Given that UCC Article 9 only applies domestically, law firms and in-house counsel must contend with a patchwork of varying laws and regulations governing lien and court searches across global jurisdictions. When dealing with foreign filings and debtors, law firms must reconcile these varying jurisdictional requirements, and be aware of local nuances. Differences in business culture and local laws require the exercising of special consideration when entering into a global transaction.
In order to secure the assets and interests of their clients in a global economy, law firms must understand how to do two key things: effectively search for secured assets, and then secure those assets under the laws governing their jurisdiction.
In practice, this means learning the processes that govern the ordering of asset filings, non-consensual liens and court and bankruptcy searches. This is no small challenge; these laws and processes are often opaque and confusing to outsiders, and coordinating with local partners is often both costly and time-consuming.
Yet it's important that law firms and in-house counsel rise to the occasion, as failing to perform due diligence in this regard can have a serious impact on the success or failure of an international transaction.
It's important to be cognizant of the fact that cross-border due diligence processes are typically more complex and offer a greater number of potential pitfalls. Law firms must take steps to ensure that everything is finished in a timely and accurate manner.
Some of the most important elements of which to be aware include the following:
Article 9 was created in order to make the process of filing and searching within the U.S. easier and more efficient. It does this, in part, by requiring the secured party to file according to the debtor's location. This means that if the debtor is incorporated or resides in California, the secured party must use that state's filing office.

▸ Excerpted data
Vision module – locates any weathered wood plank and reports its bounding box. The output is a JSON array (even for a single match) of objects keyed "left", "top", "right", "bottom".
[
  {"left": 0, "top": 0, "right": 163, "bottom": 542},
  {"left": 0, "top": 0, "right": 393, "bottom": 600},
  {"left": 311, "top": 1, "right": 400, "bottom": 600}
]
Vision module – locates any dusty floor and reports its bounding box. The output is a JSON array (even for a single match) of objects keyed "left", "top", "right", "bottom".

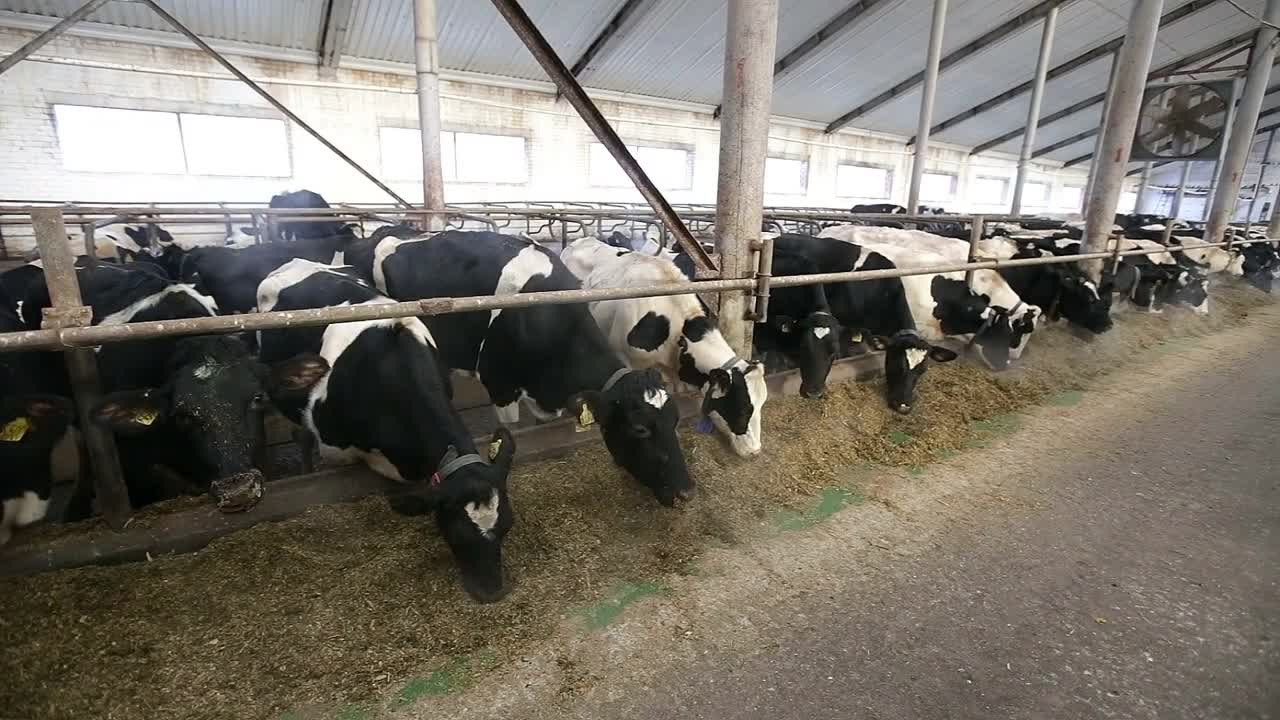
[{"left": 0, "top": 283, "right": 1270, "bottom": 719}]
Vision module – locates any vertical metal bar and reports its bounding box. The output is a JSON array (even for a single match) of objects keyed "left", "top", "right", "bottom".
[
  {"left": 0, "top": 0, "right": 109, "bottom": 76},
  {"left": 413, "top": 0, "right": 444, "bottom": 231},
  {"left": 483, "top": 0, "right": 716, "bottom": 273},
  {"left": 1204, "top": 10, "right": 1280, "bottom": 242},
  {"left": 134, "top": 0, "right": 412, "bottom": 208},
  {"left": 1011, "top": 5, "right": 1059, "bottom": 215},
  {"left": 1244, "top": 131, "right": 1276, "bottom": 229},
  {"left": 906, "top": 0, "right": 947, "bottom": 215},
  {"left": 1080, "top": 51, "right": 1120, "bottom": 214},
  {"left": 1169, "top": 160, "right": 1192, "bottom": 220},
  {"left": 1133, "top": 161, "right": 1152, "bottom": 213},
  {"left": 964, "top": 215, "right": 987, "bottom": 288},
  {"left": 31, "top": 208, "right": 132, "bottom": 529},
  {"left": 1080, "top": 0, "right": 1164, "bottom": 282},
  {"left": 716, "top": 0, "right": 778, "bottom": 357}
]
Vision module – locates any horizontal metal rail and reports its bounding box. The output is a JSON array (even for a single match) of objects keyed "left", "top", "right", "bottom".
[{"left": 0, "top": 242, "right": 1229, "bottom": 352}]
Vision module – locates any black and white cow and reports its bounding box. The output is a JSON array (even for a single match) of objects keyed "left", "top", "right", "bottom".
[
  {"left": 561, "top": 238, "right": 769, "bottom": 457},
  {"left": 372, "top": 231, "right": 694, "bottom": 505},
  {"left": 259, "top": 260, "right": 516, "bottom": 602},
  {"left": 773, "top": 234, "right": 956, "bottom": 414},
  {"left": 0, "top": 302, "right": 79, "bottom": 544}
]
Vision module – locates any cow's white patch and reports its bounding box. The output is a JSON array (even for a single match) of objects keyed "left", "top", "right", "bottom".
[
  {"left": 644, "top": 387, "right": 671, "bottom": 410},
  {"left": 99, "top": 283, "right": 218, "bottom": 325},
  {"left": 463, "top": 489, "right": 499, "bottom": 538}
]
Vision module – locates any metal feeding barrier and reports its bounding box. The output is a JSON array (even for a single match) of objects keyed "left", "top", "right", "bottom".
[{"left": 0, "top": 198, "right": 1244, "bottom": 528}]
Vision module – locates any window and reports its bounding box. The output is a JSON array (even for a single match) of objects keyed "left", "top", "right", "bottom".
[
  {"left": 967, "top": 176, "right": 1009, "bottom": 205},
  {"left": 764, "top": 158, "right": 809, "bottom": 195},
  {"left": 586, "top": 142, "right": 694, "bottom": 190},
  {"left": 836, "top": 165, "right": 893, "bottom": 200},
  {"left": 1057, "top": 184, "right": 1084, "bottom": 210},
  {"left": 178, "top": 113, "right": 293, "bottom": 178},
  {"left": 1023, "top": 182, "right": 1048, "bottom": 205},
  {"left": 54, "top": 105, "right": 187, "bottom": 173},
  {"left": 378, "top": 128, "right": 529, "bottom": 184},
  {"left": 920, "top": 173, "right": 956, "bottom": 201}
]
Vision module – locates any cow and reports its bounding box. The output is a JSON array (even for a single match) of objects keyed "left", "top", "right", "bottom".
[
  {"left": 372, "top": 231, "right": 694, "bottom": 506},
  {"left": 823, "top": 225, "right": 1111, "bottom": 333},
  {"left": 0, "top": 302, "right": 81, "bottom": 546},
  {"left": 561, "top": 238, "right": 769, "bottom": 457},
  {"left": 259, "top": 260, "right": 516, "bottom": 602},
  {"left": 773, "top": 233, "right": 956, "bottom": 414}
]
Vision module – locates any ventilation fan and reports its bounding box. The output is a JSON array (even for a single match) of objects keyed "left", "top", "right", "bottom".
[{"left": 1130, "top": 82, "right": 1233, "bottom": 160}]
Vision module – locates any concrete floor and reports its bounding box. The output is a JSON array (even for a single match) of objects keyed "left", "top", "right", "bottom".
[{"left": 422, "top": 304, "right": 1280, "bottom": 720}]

▸ Problem description
Return the full cross-border lien search text word for word.

▸ Answer in full
Given that UCC Article 9 only applies domestically, law firms and in-house counsel must contend with a patchwork of varying laws and regulations governing lien and court searches across global jurisdictions. When dealing with foreign filings and debtors, law firms must reconcile these varying jurisdictional requirements, and be aware of local nuances. Differences in business culture and local laws require the exercising of special consideration when entering into a global transaction.
In order to secure the assets and interests of their clients in a global economy, law firms must understand how to do two key things: effectively search for secured assets, and then secure those assets under the laws governing their jurisdiction.
In practice, this means learning the processes that govern the ordering of asset filings, non-consensual liens and court and bankruptcy searches. This is no small challenge; these laws and processes are often opaque and confusing to outsiders, and coordinating with local partners is often both costly and time-consuming.
Yet it's important that law firms and in-house counsel rise to the occasion, as failing to perform due diligence in this regard can have a serious impact on the success or failure of an international transaction.
It's important to be cognizant of the fact that cross-border due diligence processes are typically more complex and offer a greater number of potential pitfalls. Law firms must take steps to ensure that everything is finished in a timely and accurate manner.
Some of the most important elements of which to be aware include the following:
Article 9 was created in order to make the process of filing and searching within the U.S. easier and more efficient. It does this, in part, by requiring the secured party to file according to the debtor's location. This means that if the debtor is incorporated or resides in California, the secured party must use that state's filing office.